[EXERCISE INSTRUCTIONS] Count the lines in the listing below that contain the string "brown", matching case exactly, and give only the number.

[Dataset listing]
—————

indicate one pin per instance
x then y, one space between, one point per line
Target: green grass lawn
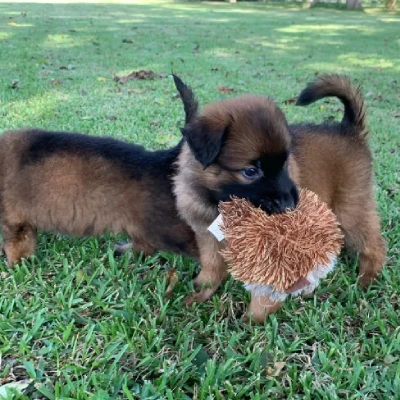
80 324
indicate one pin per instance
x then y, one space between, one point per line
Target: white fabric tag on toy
215 228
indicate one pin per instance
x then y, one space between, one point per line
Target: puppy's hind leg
362 231
213 269
19 241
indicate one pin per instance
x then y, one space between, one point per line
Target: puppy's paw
120 248
366 279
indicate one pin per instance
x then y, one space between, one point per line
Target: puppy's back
334 157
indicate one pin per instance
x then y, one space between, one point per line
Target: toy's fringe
277 250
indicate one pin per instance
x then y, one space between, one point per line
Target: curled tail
338 86
190 103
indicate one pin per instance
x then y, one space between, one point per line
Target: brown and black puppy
334 161
244 147
239 147
83 185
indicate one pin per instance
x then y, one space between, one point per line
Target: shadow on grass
60 48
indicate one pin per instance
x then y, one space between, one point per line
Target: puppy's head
241 148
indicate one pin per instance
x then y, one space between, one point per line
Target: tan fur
339 170
333 162
247 117
79 195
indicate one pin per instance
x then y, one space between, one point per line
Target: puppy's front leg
260 307
213 269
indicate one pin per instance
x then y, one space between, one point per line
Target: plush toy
281 254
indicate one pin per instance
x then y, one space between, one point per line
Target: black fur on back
135 160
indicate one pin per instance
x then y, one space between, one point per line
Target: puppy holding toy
244 147
82 185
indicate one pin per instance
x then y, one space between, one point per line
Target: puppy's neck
191 192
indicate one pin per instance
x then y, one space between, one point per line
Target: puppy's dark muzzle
280 202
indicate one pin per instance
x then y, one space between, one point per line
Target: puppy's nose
271 206
280 204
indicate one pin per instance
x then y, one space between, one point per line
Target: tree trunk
353 4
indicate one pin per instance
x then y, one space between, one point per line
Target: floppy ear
204 143
190 103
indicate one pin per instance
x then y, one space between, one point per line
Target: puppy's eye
251 173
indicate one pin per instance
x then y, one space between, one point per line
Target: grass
80 324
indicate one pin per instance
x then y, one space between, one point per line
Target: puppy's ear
190 103
204 143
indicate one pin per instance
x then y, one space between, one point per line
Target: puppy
238 147
334 160
83 185
244 147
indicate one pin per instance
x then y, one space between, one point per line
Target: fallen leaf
68 67
292 100
136 91
142 74
80 276
201 358
172 280
389 359
14 83
17 386
276 369
225 90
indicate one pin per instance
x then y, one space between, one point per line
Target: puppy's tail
338 86
190 103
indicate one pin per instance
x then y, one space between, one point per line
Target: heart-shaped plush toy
281 254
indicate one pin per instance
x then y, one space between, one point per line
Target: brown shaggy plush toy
280 254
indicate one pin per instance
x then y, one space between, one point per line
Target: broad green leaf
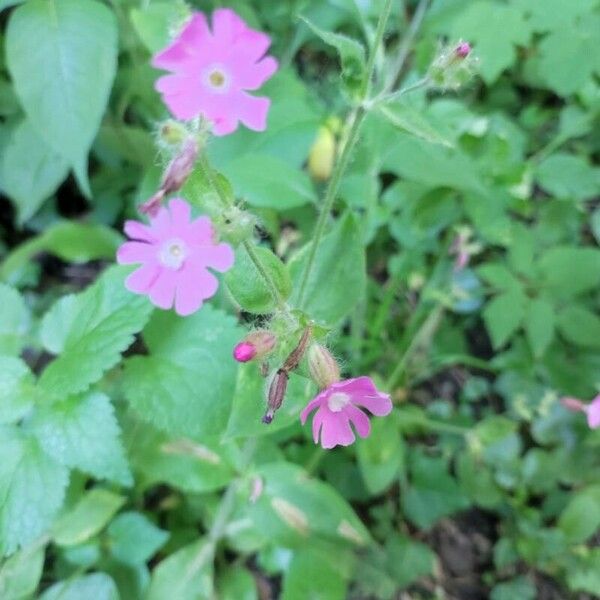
32 489
196 467
433 493
249 404
134 539
381 456
74 60
495 30
30 170
568 176
337 280
14 320
17 392
568 271
351 53
269 182
579 326
412 121
247 286
504 315
108 317
186 385
69 240
82 433
87 517
185 575
293 506
21 573
539 325
98 586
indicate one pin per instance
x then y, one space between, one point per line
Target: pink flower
338 406
175 253
592 410
211 71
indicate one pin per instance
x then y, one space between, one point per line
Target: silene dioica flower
212 71
175 253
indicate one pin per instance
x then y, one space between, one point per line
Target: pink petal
138 231
252 111
336 430
162 292
142 279
359 420
188 44
135 252
180 214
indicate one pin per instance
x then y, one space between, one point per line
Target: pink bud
244 352
463 49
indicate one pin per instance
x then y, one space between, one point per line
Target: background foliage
121 426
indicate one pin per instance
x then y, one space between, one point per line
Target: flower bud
322 155
322 366
255 345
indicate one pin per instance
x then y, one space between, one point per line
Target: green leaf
432 493
32 489
14 320
196 467
539 325
21 573
186 385
134 539
569 271
579 326
412 121
568 176
247 286
74 59
17 392
108 316
495 30
89 516
83 433
269 182
249 404
351 53
337 280
381 456
293 507
504 315
98 586
30 170
185 575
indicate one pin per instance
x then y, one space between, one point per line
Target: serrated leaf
14 320
134 539
32 489
83 433
86 518
30 170
247 286
74 60
186 385
351 53
185 575
337 280
108 316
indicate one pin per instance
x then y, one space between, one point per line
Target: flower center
216 79
338 401
173 253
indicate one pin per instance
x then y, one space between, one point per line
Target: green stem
248 246
355 119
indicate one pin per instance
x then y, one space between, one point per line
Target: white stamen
172 254
338 401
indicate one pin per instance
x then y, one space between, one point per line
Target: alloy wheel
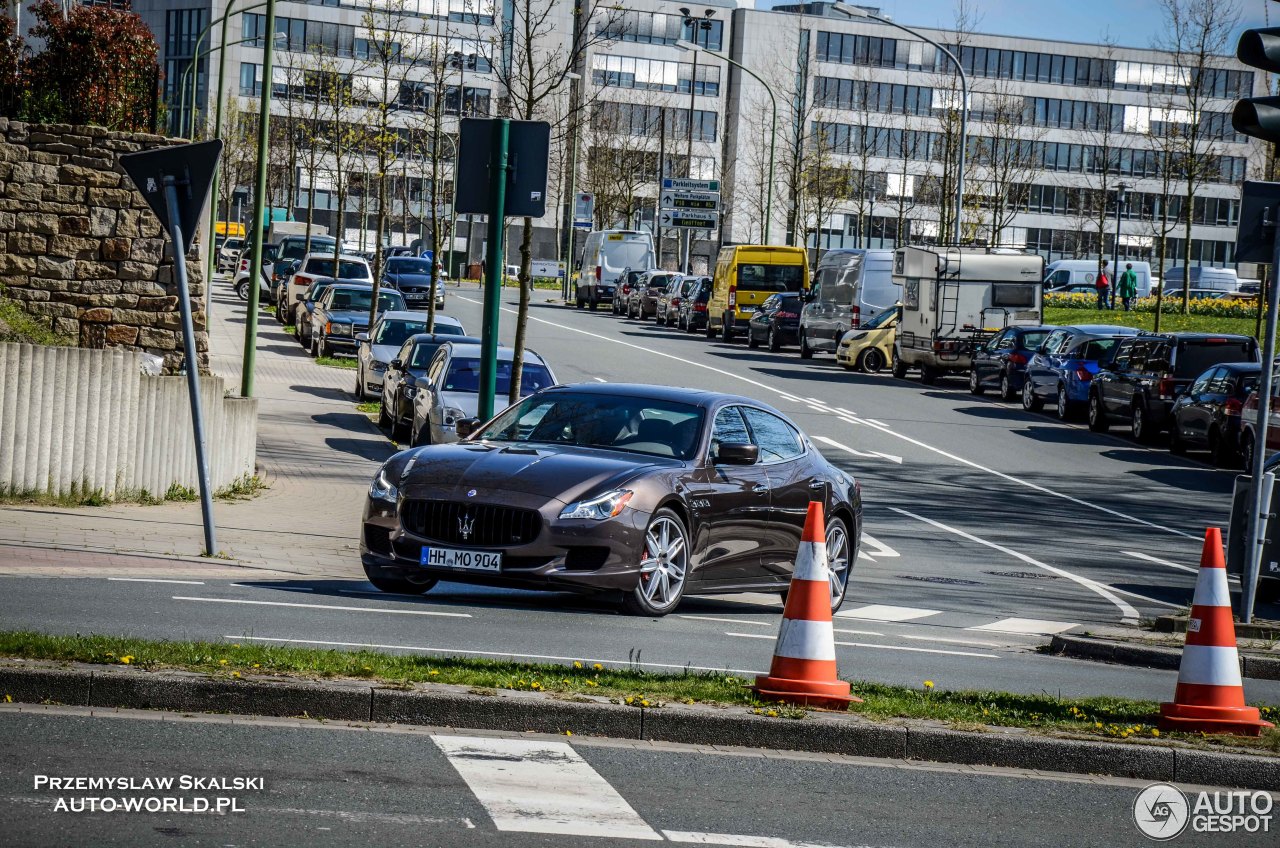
663 565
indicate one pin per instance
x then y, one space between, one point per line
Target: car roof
694 396
461 347
416 315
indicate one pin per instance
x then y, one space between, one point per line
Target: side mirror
737 454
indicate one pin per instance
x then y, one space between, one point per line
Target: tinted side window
777 440
730 428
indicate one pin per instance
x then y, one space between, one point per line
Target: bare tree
534 67
1197 33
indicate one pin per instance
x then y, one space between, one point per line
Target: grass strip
1169 323
1100 716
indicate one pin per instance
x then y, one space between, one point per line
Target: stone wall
80 246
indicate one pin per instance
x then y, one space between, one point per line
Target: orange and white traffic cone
1210 697
804 659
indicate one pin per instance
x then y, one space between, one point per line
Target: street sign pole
498 176
188 346
1260 500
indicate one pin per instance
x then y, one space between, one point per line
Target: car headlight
604 506
382 488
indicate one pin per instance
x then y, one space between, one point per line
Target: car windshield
346 269
359 300
464 375
1033 340
769 278
397 331
1095 349
1198 356
613 422
408 267
880 320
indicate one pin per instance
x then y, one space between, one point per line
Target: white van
1083 272
1219 279
849 287
607 254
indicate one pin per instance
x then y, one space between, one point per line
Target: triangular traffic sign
192 168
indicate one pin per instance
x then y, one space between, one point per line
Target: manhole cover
1023 575
931 579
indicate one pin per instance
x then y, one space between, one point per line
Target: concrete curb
525 711
1151 656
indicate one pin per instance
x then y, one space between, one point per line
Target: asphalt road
987 528
327 784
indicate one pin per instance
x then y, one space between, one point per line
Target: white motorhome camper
954 300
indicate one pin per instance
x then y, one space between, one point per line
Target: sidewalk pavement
315 452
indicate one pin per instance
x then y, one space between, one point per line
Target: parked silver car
380 346
452 388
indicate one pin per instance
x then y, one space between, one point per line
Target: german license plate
465 560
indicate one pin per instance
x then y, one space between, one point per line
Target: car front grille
470 524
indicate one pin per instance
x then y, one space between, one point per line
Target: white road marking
1025 627
324 606
1143 597
882 428
528 785
882 647
708 618
1128 615
903 647
886 612
1138 555
743 840
878 547
421 648
856 452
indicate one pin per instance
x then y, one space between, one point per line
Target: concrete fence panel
81 420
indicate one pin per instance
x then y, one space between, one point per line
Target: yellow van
745 276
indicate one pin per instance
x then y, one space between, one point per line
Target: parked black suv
1144 373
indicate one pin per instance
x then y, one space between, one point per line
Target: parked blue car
1065 364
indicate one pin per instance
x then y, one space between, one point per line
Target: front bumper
576 555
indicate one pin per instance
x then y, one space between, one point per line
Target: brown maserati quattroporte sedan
645 492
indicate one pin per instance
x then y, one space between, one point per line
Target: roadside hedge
1217 308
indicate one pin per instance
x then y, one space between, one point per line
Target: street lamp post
856 12
773 131
694 24
1115 247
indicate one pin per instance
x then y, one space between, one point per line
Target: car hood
383 352
557 473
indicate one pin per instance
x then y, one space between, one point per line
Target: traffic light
1258 117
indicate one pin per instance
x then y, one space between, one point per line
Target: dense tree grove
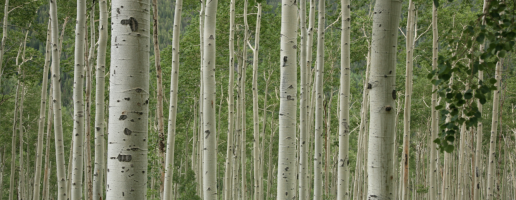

—————

[FULL RESPONSE] 3